Directions: Carry on the essay about vandalized schools in South Africa, starting right after its final paragraph.

Page text:
▽

By Lehlohonolo Mofokeng
The number of vandalised schools in South Africa during the lockdown period stood at 1 577 as at 19 May 2020, according to the Minister of Basic Education, Angie Motshekga. Barely 24 hours later, Kwazulu-Natal MEC of Education, Kwazi Mshengu, shared with his social media followers how Covid-19 essential goods were stolen in one of the schools in the province.
As I stumble upon these stories, I cannot help but wonder if there is still anything left for our learners to salvage? I ascribe my better socio-economic standing to obtaining a relatively better quality basic and tertiary education. Thus, I feel severely hit each time stories of this nature emerge. As the Minister was reading these stats, coupled with anecdotal evidence from social media platforms, I thought of learners whose hope of ever overcoming poverty depended squarely on access to quality education—the same education that is diminishing before their eyes.
In plain language, Section 29 of South Africa’s Constitution emphasises that everyone is inalienably entitled to basic education. If this is not convincing enough, education as the driver of human development is so big a necessity that even the United Nations (UN) recognises it as one of the Universal Human Rights.
Any chance of our rural and township school learners becoming active participants in the mainstream economy hinges on our commitment to avail top quality education. Research evidence shows that there is a correlation between one’s level of education and employment and/or unemployment status. Bluntly put, a tertiary graduate is more likely to find well-paying employment than someone who doesn’t have tertiary education. For example, according to one report, “the employment rate among 25-64 year-olds with a tertiary qualification was 85%, 30 percentage points higher than for those with only upper secondary qualification.”
Against this backdrop, why is it that our township and rural schools continue to be targeted by criminals? What does this say about the perceived value of education in these communities? Further, what does this say about our moral fibre as society? If indeed we see formal education as a vehicle that will drive our children out of the shackles of poverty and endemic economic inequalities, why steal from and vandalise the schools?

△

Excerpted records:
▽

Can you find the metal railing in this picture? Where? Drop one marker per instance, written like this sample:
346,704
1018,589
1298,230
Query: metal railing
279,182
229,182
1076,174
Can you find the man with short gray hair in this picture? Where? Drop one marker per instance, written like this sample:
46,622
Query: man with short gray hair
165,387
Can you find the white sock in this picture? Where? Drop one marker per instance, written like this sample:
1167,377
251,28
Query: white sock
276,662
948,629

△
▽

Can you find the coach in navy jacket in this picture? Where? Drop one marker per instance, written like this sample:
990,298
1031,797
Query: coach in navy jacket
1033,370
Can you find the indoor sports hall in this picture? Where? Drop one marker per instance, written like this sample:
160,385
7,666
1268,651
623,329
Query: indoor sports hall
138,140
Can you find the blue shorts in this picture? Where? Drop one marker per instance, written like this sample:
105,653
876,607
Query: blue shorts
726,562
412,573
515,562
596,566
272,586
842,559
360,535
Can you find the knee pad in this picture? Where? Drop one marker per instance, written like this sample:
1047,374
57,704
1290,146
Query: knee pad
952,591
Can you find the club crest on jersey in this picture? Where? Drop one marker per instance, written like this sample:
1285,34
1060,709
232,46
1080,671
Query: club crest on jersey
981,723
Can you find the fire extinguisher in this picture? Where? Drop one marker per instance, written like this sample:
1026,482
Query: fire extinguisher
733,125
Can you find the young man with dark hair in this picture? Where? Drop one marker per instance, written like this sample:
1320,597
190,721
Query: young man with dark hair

△
▽

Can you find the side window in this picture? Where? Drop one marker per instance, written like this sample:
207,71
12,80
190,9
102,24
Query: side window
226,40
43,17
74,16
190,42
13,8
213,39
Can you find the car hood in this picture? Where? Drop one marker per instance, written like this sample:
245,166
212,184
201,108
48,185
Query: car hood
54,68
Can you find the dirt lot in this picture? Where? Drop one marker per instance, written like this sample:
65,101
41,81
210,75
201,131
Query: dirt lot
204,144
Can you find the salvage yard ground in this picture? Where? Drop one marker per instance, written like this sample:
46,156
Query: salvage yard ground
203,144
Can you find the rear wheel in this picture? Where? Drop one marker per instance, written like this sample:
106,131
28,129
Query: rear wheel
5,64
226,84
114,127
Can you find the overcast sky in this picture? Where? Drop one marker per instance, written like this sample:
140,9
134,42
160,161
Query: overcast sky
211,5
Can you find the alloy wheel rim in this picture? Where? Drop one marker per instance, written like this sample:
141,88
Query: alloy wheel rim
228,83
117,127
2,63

△

Written reply:
Our failure to view this as a matter of urgency will only perpetuate unequal educational achievements that have become a significant part of our schooling ecosystem. Because of these acts of criminality, it means a learner who was supposed to conduct Physical Sciences or Life Sciences experiments in their science laboratories, thereby enriching their learning experiences, will continue to be deprived of an opportunity to bring their subject matter to life. The likelihood here is that the majority of these learners may end up with diminished earning power compared to their peers, mainly white, in their former Model C and private schools.
A recent survey by an international research group reminded us that the majority of these learners are afforded insufficient instructional time—meaning they will fall further behind their peers in the cognitive domain. This means that they enter the job market or enrol at different tertiary institutions with huge knowledge gaps. Having been one of those learners myself, I can attest to this. Owing to my basic education background, there were innumerable basic subject concepts which I did not know when I enrolled for my undergraduate studies in 2010.
There are also unintended psycho-emotional effects at play here. If teaching and learning are practised in socially unstable environments, the academic success of learners suffers. In her review of over 300 studies associated with the academic achievement and the psychological wellbeing of children, Bianca Gräbel concluded: “higher levels of psychological and emotional wellbeing also show higher levels of academic achievement.”
Our delay in addressing this problem means whatever money the DBE was supposed to use to build a new school or recreational facility for our learners will be redirected to fix what wasn’t supposed to be broken in the first instance.
Obviously, reading about this problem doesn’t hold a candle to acting on it. To achieve this, we need to strengthen the security in our schools. Our schools can achieve this by establishing strong partnerships with community policing forums. Because of their influence in society, perhaps the use of media personalities as ambassadors of targeted schools can serve as a deterrent. In their role, they can promote the role of education and schooling in emancipating the youth and why schools should be protected. Harsh sentences to those who are found guilty should become a norm and the sentencing should be broadcast on different media platforms to send a strong message to others. South Africa needs more initiatives like the Gauteng’s “O kae molao” which translates to ‘where is law’ as a reminder that law enforcement in South Africa is highly prioritised.
Lehlohonolo Mofokeng is an accounting teacher and the co-author of YOUR FIRST YEAR OF VARSITY.